WHAT THIS TASK INVOLVES | Please rewrite the data below, changing "pale pink flower head" to "light pink blossom" and leaving everything else as it is.

------------------------------

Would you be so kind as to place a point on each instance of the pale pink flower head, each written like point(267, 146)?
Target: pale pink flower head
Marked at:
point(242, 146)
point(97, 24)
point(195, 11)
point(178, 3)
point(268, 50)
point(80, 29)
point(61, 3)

------------------------------

EXERCISE RESULT |
Would you be so kind as to place a point on each instance of the light pink blossom, each written like point(267, 146)?
Target: light pink blossom
Marked at:
point(242, 146)
point(97, 24)
point(195, 11)
point(178, 3)
point(268, 50)
point(80, 29)
point(61, 3)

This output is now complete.